State how many lines in the records below contain the string "staircase", counting only matches with the same capitalization. Reply with the number alone.

>> start Data for this exercise

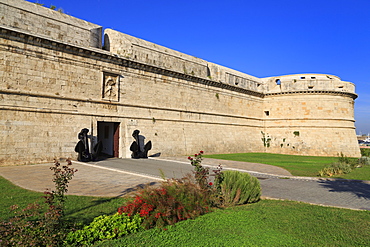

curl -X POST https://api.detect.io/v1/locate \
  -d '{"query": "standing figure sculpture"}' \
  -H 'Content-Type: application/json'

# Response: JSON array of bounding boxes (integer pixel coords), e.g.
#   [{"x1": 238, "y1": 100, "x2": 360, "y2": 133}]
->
[
  {"x1": 130, "y1": 130, "x2": 152, "y2": 159},
  {"x1": 75, "y1": 128, "x2": 91, "y2": 162}
]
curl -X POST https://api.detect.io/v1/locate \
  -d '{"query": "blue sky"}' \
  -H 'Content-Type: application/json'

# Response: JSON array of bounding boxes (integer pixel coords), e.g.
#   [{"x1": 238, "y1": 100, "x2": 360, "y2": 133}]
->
[{"x1": 30, "y1": 0, "x2": 370, "y2": 134}]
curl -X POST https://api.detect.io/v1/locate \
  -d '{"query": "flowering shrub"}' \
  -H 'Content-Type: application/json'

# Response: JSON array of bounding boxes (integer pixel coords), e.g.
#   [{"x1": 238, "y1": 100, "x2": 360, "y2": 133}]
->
[
  {"x1": 66, "y1": 213, "x2": 143, "y2": 246},
  {"x1": 118, "y1": 177, "x2": 212, "y2": 229}
]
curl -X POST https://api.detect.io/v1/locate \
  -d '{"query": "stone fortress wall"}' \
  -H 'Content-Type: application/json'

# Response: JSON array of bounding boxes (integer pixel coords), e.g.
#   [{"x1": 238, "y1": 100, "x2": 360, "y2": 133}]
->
[{"x1": 0, "y1": 0, "x2": 360, "y2": 165}]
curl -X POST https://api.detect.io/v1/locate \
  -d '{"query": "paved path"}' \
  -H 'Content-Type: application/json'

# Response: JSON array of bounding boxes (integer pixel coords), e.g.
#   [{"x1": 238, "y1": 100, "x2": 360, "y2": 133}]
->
[{"x1": 0, "y1": 157, "x2": 370, "y2": 210}]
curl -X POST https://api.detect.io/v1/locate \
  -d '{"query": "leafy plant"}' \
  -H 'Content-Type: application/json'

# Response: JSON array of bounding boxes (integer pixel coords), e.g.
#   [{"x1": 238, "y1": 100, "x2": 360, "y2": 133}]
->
[
  {"x1": 319, "y1": 162, "x2": 353, "y2": 177},
  {"x1": 0, "y1": 160, "x2": 77, "y2": 246},
  {"x1": 118, "y1": 174, "x2": 212, "y2": 229},
  {"x1": 65, "y1": 213, "x2": 143, "y2": 246},
  {"x1": 220, "y1": 171, "x2": 261, "y2": 206},
  {"x1": 261, "y1": 131, "x2": 271, "y2": 148},
  {"x1": 360, "y1": 148, "x2": 370, "y2": 157}
]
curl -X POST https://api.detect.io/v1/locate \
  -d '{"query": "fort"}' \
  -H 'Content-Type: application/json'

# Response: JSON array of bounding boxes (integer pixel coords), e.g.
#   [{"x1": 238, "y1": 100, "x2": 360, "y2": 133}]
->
[{"x1": 0, "y1": 0, "x2": 360, "y2": 165}]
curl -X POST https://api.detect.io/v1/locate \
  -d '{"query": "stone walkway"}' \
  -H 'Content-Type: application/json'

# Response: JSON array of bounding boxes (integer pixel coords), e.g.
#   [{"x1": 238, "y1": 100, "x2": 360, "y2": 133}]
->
[{"x1": 0, "y1": 157, "x2": 370, "y2": 210}]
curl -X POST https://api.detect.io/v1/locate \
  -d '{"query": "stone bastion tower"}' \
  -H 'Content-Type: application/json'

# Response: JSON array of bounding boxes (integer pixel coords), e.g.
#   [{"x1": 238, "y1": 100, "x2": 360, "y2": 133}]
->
[
  {"x1": 263, "y1": 74, "x2": 360, "y2": 156},
  {"x1": 0, "y1": 0, "x2": 360, "y2": 165}
]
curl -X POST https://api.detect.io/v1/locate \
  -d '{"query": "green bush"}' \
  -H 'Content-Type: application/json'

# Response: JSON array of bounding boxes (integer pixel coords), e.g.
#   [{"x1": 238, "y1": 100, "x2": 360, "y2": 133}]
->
[
  {"x1": 220, "y1": 171, "x2": 261, "y2": 206},
  {"x1": 360, "y1": 148, "x2": 370, "y2": 157},
  {"x1": 66, "y1": 213, "x2": 143, "y2": 246},
  {"x1": 358, "y1": 156, "x2": 370, "y2": 166}
]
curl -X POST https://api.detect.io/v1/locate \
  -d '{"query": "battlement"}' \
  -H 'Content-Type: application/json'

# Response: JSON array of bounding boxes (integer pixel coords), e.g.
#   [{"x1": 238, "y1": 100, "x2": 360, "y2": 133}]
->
[
  {"x1": 104, "y1": 29, "x2": 264, "y2": 93},
  {"x1": 262, "y1": 74, "x2": 357, "y2": 98},
  {"x1": 0, "y1": 0, "x2": 102, "y2": 48}
]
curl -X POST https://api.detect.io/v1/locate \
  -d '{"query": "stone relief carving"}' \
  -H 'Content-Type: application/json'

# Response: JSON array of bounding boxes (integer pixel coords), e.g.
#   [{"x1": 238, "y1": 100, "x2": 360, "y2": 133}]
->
[{"x1": 102, "y1": 72, "x2": 120, "y2": 101}]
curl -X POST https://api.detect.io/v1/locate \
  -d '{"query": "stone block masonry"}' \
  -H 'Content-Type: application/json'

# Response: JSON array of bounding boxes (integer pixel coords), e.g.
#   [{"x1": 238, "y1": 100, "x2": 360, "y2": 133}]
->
[{"x1": 0, "y1": 0, "x2": 360, "y2": 165}]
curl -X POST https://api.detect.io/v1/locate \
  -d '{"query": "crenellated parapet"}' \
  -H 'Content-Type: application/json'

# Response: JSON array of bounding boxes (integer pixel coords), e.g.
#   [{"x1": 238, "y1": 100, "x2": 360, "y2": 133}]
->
[
  {"x1": 262, "y1": 74, "x2": 357, "y2": 99},
  {"x1": 104, "y1": 29, "x2": 265, "y2": 96}
]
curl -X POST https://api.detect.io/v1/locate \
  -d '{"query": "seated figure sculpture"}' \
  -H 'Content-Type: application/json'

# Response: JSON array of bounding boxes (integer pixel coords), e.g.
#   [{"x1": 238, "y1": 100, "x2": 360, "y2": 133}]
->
[{"x1": 130, "y1": 130, "x2": 152, "y2": 159}]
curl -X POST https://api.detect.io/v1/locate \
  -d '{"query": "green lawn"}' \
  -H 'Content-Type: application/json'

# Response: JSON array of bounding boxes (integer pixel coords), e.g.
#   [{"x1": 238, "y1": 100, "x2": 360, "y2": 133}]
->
[
  {"x1": 96, "y1": 200, "x2": 370, "y2": 247},
  {"x1": 0, "y1": 176, "x2": 125, "y2": 224},
  {"x1": 0, "y1": 172, "x2": 370, "y2": 246},
  {"x1": 204, "y1": 153, "x2": 370, "y2": 180}
]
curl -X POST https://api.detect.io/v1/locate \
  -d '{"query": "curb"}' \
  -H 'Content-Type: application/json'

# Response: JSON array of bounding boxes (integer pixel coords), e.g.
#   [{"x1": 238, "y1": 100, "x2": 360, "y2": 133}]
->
[{"x1": 150, "y1": 158, "x2": 370, "y2": 184}]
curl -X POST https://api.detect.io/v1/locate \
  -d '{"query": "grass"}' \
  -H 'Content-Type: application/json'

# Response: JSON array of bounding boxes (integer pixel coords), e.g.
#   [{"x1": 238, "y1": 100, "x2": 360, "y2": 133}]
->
[
  {"x1": 0, "y1": 170, "x2": 370, "y2": 246},
  {"x1": 96, "y1": 200, "x2": 370, "y2": 247},
  {"x1": 0, "y1": 176, "x2": 125, "y2": 224},
  {"x1": 204, "y1": 153, "x2": 370, "y2": 180}
]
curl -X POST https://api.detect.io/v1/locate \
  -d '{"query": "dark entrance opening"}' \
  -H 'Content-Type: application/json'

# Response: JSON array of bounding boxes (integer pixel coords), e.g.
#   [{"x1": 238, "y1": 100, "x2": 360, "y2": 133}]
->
[{"x1": 98, "y1": 122, "x2": 120, "y2": 157}]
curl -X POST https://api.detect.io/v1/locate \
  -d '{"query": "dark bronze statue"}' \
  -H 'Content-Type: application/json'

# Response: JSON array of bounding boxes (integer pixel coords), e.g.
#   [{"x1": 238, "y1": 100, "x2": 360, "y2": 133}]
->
[
  {"x1": 75, "y1": 128, "x2": 103, "y2": 162},
  {"x1": 130, "y1": 130, "x2": 152, "y2": 159},
  {"x1": 75, "y1": 128, "x2": 91, "y2": 162}
]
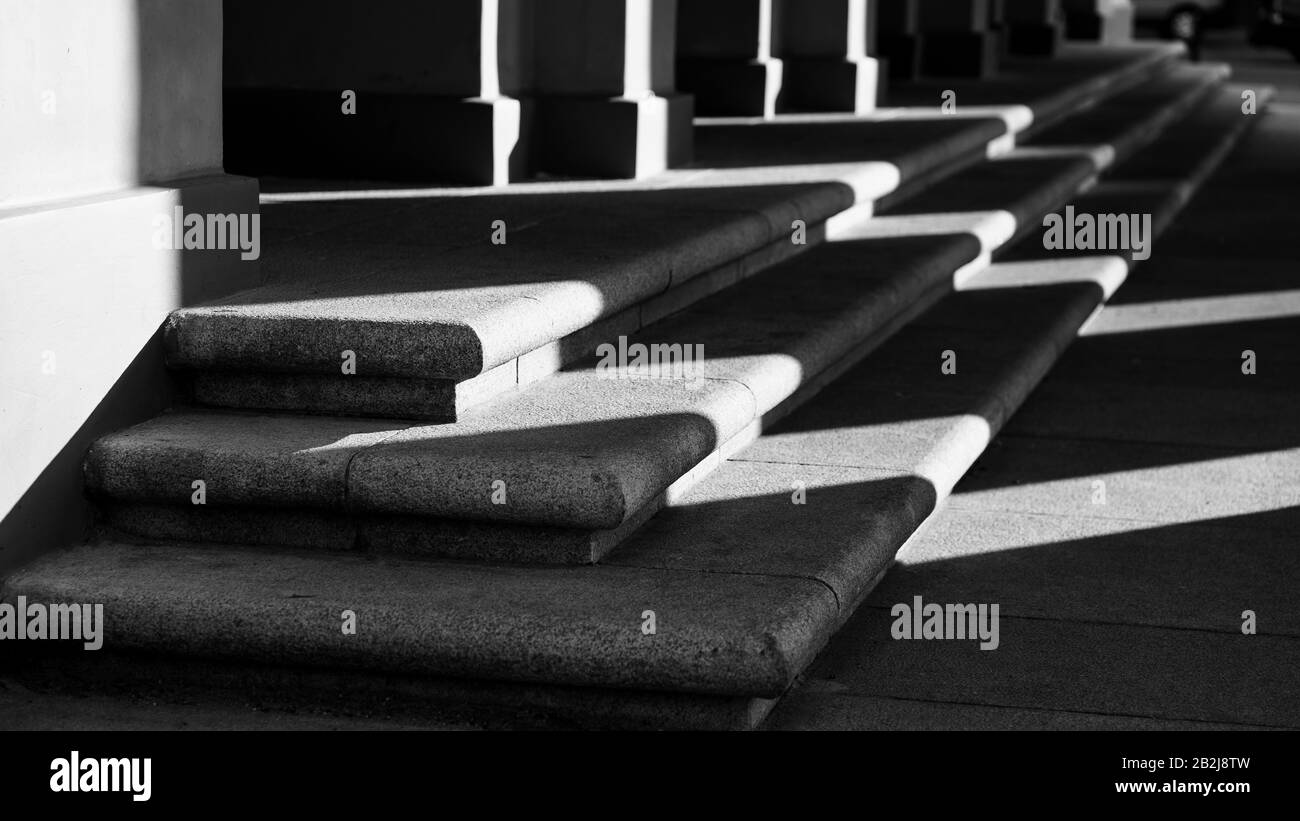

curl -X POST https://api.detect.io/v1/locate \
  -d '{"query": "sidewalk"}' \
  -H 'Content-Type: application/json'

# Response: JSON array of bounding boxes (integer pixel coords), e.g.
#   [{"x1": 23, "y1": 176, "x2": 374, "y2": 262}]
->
[{"x1": 767, "y1": 94, "x2": 1300, "y2": 729}]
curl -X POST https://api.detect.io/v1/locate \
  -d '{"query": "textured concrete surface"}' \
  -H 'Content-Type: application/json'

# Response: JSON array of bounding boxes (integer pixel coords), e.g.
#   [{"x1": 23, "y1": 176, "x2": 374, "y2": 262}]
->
[
  {"x1": 771, "y1": 76, "x2": 1300, "y2": 729},
  {"x1": 168, "y1": 47, "x2": 1170, "y2": 394},
  {"x1": 4, "y1": 544, "x2": 837, "y2": 696},
  {"x1": 7, "y1": 40, "x2": 1279, "y2": 726}
]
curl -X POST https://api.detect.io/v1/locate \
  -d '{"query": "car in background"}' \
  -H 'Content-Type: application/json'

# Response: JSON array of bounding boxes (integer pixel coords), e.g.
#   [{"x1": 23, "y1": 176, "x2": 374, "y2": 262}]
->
[
  {"x1": 1251, "y1": 0, "x2": 1300, "y2": 60},
  {"x1": 1134, "y1": 0, "x2": 1225, "y2": 43}
]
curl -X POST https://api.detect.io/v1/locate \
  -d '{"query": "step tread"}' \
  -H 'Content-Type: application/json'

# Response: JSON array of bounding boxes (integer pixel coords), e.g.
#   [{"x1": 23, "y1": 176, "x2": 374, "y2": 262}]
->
[
  {"x1": 166, "y1": 47, "x2": 1170, "y2": 381},
  {"x1": 5, "y1": 254, "x2": 1123, "y2": 698}
]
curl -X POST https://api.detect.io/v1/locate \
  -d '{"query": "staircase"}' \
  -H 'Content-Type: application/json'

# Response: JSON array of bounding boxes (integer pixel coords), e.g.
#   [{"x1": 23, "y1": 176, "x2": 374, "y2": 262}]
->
[{"x1": 3, "y1": 45, "x2": 1266, "y2": 729}]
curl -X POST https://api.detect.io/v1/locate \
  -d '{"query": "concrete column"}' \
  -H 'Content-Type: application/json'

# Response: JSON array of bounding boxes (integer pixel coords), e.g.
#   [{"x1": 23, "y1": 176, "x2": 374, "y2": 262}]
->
[
  {"x1": 225, "y1": 0, "x2": 533, "y2": 184},
  {"x1": 0, "y1": 0, "x2": 261, "y2": 575},
  {"x1": 918, "y1": 0, "x2": 998, "y2": 78},
  {"x1": 536, "y1": 0, "x2": 693, "y2": 178},
  {"x1": 777, "y1": 0, "x2": 879, "y2": 114},
  {"x1": 874, "y1": 0, "x2": 922, "y2": 81},
  {"x1": 1001, "y1": 0, "x2": 1065, "y2": 57},
  {"x1": 677, "y1": 0, "x2": 784, "y2": 117},
  {"x1": 1063, "y1": 0, "x2": 1134, "y2": 45}
]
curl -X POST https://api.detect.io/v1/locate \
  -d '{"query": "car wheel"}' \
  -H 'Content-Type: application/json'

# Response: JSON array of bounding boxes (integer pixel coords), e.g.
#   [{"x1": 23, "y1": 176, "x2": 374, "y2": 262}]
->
[{"x1": 1165, "y1": 8, "x2": 1201, "y2": 43}]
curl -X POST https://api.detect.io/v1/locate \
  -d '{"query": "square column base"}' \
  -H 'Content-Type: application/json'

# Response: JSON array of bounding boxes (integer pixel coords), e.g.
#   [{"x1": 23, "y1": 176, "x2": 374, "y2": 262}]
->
[
  {"x1": 225, "y1": 88, "x2": 533, "y2": 186},
  {"x1": 920, "y1": 31, "x2": 1000, "y2": 79},
  {"x1": 676, "y1": 58, "x2": 784, "y2": 117},
  {"x1": 1065, "y1": 6, "x2": 1134, "y2": 45},
  {"x1": 781, "y1": 57, "x2": 880, "y2": 114},
  {"x1": 536, "y1": 94, "x2": 694, "y2": 179}
]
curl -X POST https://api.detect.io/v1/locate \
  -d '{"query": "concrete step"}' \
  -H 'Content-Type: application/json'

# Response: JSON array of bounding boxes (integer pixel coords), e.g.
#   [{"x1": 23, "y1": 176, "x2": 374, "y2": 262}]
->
[
  {"x1": 0, "y1": 78, "x2": 1251, "y2": 727},
  {"x1": 166, "y1": 41, "x2": 1177, "y2": 421},
  {"x1": 4, "y1": 260, "x2": 1123, "y2": 729},
  {"x1": 87, "y1": 120, "x2": 1149, "y2": 564}
]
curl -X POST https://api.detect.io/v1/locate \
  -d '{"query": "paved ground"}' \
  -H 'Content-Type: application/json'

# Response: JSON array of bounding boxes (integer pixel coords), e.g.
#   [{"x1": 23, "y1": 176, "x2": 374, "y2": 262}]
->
[{"x1": 768, "y1": 35, "x2": 1300, "y2": 729}]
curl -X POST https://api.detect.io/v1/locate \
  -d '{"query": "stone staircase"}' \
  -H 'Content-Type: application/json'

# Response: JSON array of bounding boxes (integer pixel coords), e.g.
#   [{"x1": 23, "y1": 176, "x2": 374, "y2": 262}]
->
[{"x1": 4, "y1": 45, "x2": 1266, "y2": 727}]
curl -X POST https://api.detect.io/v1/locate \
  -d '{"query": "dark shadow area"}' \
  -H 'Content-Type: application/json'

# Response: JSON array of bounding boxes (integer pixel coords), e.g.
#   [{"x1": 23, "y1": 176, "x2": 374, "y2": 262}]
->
[{"x1": 0, "y1": 333, "x2": 174, "y2": 575}]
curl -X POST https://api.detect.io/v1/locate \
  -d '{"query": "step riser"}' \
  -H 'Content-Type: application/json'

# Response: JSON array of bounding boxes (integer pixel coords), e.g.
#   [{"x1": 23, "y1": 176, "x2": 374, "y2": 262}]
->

>> end Data for this exercise

Response to this exercise - 2